> [Description of the task]: Only the line with "As part of the annotation pipeline, please detect every tailgate" and the lines after it, to the end of the data, should appear in the answer, each reproduced exactly.

> [Exercise input]:
○ ○ ○ ○
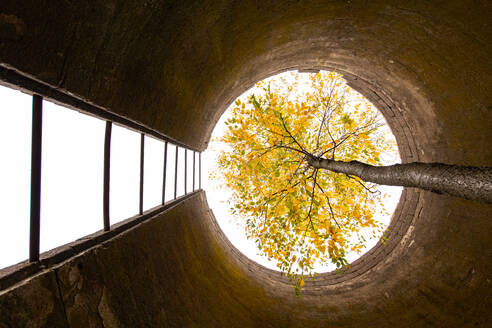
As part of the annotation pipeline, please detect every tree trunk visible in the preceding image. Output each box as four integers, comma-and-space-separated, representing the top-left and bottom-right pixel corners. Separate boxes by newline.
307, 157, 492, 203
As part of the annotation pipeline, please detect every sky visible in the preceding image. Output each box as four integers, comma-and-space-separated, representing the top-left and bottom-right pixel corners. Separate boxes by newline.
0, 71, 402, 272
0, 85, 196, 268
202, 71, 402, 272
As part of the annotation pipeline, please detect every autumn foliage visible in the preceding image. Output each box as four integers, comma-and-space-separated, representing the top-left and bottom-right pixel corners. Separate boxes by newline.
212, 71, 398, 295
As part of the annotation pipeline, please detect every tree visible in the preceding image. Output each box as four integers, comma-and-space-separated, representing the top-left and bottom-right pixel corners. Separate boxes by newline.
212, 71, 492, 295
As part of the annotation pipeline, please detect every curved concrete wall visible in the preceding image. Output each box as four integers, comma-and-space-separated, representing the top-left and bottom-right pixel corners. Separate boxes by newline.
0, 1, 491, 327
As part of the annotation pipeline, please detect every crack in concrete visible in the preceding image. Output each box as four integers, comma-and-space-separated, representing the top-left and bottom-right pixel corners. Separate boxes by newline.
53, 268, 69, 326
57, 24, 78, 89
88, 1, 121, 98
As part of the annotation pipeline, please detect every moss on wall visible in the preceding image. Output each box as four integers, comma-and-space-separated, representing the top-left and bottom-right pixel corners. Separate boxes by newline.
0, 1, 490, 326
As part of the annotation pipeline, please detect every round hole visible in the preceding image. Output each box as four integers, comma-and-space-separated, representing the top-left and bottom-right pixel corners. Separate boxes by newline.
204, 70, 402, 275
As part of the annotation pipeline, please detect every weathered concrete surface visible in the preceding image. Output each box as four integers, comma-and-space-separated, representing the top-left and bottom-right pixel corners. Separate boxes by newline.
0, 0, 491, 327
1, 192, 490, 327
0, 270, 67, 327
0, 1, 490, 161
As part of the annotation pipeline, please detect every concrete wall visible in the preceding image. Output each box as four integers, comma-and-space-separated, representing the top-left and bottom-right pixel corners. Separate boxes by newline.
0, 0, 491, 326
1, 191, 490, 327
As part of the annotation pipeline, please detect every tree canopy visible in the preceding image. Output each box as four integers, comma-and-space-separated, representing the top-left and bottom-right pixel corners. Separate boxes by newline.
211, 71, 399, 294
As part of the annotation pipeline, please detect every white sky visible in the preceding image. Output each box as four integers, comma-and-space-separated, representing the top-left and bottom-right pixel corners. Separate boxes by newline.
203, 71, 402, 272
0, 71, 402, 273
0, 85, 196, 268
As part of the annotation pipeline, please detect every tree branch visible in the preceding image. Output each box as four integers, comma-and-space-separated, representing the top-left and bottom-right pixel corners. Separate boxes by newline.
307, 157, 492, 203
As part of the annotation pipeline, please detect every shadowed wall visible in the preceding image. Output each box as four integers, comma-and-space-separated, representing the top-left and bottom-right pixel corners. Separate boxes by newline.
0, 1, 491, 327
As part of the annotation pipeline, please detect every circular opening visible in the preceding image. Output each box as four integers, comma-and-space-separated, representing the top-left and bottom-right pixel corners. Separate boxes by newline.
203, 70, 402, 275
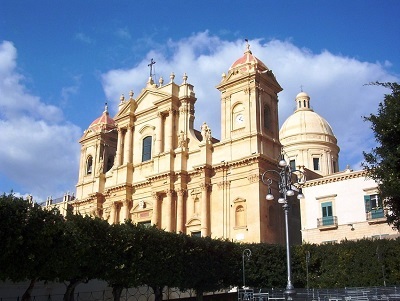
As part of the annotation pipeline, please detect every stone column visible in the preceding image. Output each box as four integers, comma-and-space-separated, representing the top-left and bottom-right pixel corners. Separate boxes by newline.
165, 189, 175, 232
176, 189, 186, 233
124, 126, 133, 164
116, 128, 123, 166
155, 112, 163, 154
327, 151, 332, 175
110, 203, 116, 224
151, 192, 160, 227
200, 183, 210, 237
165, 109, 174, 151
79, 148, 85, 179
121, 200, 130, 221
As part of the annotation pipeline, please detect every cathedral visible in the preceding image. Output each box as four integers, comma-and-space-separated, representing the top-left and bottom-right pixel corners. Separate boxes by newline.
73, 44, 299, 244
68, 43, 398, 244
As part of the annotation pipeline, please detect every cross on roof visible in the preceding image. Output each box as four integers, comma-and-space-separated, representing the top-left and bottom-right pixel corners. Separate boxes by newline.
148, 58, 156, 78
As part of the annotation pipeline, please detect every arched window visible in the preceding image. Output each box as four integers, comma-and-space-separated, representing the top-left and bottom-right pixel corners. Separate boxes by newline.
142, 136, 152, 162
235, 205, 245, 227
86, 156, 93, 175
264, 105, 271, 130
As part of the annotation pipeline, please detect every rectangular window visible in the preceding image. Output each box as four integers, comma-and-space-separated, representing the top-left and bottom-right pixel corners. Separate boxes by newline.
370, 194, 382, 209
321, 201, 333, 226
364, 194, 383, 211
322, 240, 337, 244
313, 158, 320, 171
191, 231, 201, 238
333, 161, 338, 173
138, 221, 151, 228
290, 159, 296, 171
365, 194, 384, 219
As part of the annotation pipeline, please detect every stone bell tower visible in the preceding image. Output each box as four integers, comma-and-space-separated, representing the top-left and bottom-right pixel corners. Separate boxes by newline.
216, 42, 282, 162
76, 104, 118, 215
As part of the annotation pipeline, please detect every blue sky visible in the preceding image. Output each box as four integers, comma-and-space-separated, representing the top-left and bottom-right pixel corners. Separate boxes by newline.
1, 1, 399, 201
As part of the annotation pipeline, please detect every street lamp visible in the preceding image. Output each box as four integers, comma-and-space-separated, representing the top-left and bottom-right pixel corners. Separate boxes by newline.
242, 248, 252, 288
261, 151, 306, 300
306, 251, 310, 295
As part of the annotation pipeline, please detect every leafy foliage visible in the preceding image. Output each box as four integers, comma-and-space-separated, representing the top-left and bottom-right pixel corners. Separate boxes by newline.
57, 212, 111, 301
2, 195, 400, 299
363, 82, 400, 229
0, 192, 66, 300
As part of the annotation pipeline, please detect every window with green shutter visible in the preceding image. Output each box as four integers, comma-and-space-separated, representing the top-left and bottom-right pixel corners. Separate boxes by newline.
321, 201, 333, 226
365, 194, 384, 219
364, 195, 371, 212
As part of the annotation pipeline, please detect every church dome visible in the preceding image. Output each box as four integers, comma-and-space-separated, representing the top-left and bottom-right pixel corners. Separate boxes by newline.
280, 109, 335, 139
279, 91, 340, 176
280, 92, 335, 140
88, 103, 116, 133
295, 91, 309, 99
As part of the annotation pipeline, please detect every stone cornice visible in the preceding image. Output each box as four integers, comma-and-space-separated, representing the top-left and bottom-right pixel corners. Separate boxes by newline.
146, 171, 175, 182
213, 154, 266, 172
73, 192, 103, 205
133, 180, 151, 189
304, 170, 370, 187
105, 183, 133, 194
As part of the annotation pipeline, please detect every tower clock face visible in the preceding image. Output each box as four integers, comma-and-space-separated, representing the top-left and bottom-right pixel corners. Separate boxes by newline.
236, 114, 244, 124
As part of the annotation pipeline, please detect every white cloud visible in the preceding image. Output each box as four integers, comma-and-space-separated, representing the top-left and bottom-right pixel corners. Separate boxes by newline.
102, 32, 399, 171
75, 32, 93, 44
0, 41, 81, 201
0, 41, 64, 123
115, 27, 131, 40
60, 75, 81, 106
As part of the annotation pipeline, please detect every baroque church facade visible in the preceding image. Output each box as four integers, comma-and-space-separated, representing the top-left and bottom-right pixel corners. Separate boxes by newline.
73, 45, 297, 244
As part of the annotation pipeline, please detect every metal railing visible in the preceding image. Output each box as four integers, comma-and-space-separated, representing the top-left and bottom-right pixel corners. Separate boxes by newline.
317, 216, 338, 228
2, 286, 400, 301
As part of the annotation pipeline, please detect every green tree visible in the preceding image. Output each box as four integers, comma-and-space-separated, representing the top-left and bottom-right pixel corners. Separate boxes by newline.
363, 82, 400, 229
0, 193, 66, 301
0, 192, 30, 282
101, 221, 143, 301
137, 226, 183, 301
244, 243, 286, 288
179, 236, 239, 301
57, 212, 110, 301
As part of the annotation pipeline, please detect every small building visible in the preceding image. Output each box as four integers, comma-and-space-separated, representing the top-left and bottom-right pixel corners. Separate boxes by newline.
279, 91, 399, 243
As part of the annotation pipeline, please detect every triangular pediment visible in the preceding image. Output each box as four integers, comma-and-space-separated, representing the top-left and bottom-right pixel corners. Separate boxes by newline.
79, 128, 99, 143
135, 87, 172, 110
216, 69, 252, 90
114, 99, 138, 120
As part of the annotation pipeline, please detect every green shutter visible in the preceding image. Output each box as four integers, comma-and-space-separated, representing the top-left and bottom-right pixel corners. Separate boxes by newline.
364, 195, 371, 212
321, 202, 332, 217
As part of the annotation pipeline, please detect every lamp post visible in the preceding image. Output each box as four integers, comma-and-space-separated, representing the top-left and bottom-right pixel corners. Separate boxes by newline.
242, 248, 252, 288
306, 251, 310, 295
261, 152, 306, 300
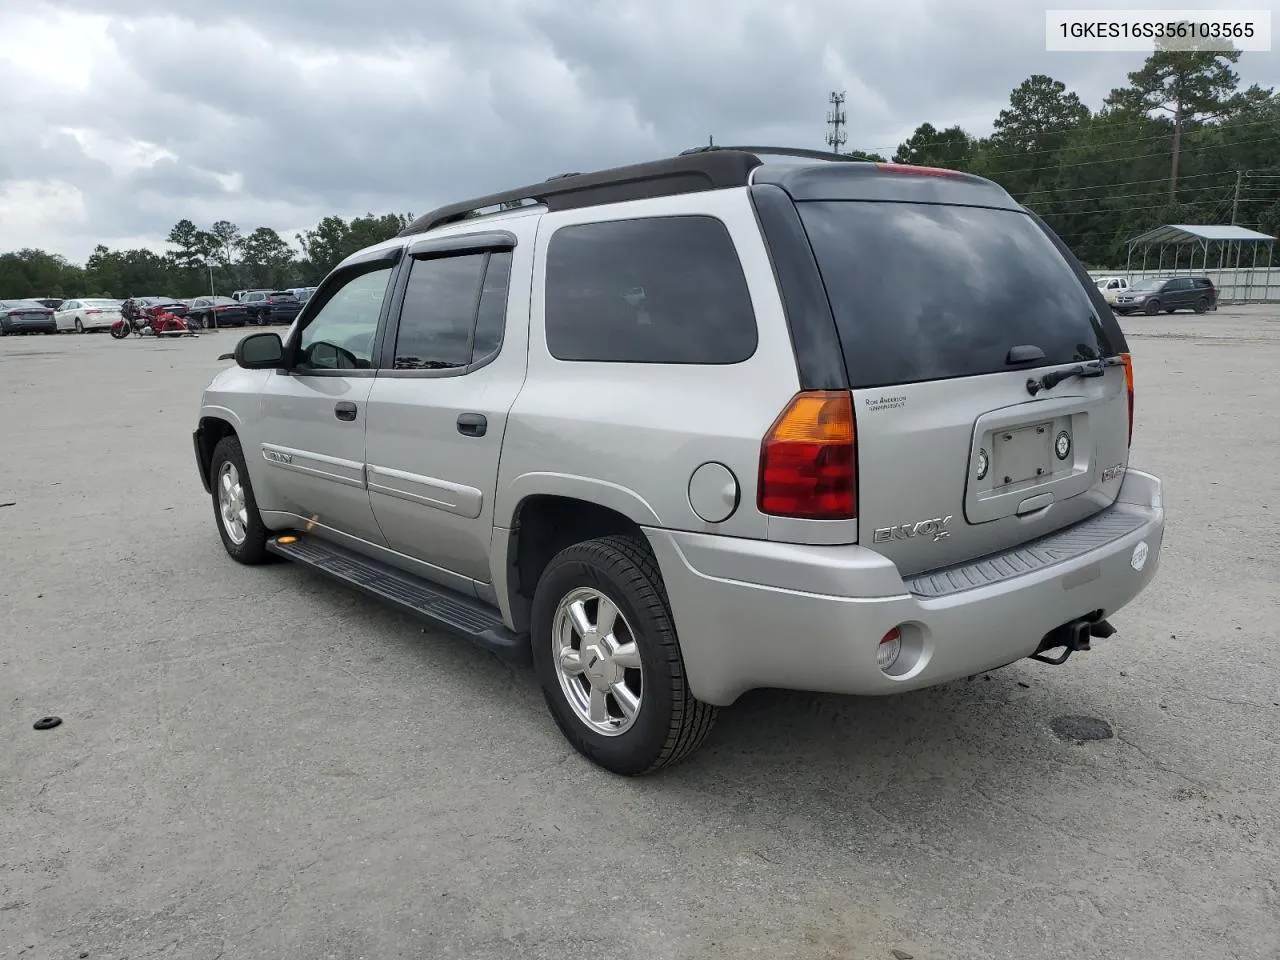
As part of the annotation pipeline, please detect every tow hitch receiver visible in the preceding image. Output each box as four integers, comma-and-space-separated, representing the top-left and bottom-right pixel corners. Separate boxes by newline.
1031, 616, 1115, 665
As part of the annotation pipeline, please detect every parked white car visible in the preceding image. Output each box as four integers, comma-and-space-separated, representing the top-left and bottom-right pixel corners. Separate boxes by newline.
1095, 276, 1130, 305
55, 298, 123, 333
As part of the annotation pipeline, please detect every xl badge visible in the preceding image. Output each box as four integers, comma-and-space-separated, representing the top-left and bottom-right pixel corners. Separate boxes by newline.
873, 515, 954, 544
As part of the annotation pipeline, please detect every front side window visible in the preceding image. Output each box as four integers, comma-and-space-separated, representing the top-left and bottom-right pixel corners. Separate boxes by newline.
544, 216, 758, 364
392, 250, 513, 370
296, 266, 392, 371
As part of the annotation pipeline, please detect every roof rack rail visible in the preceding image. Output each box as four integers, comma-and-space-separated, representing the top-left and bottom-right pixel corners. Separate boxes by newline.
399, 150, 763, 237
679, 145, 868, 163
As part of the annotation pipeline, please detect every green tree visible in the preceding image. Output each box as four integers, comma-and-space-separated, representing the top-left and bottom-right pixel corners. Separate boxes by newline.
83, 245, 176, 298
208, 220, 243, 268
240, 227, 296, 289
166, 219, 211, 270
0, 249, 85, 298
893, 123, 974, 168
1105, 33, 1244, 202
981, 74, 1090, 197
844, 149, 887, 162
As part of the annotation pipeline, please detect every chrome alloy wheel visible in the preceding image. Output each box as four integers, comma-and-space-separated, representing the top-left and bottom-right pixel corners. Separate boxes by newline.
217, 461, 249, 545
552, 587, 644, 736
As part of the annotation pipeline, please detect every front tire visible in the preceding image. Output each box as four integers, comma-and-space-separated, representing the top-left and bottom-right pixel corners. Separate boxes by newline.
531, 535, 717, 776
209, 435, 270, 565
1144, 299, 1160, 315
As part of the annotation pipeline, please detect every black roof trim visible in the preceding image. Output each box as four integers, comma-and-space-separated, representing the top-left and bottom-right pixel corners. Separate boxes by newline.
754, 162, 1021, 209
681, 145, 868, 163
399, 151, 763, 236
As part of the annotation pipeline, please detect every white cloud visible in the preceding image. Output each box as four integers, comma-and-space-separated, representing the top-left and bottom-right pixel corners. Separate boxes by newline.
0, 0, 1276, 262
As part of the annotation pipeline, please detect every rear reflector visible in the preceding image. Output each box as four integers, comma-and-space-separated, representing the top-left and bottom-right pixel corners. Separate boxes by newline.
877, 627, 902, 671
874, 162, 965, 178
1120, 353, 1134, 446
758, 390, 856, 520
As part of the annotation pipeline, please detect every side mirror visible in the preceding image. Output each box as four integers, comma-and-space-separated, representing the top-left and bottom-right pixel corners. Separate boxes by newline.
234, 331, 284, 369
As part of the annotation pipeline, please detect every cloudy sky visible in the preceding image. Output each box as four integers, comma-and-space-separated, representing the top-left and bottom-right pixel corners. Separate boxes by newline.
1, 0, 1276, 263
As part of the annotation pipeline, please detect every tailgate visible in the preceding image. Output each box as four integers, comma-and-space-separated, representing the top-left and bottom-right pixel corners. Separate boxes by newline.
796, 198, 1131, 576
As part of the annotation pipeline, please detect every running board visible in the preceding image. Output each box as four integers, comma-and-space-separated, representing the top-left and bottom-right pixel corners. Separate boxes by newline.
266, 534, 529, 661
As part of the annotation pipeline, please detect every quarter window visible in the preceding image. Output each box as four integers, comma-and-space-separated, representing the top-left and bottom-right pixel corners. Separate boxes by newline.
○ ○ ○ ○
> [Solution for this problem]:
As part of the annotation pipeline, please detect every tailgate visible in the preceding image. Output each box as four integers, comma-and-space-separated, representing the top-left and bottom-right pixel corners. Separate boxes by newline.
796, 198, 1131, 576
As part of the annotation pipeline, please detect every running board visible in the preceding image. Output each box as four integers, comma-and-space-separated, representing the top-left and bottom-right pixel corners. Separate boxes by newline.
266, 534, 529, 661
As part of the annotation pipeline, please detect every quarter window visible in the preceding image. Output each box as four integers, comma-and-space-separated, representing the top-left and bottom-right pixel corners. Separate boxes by newline.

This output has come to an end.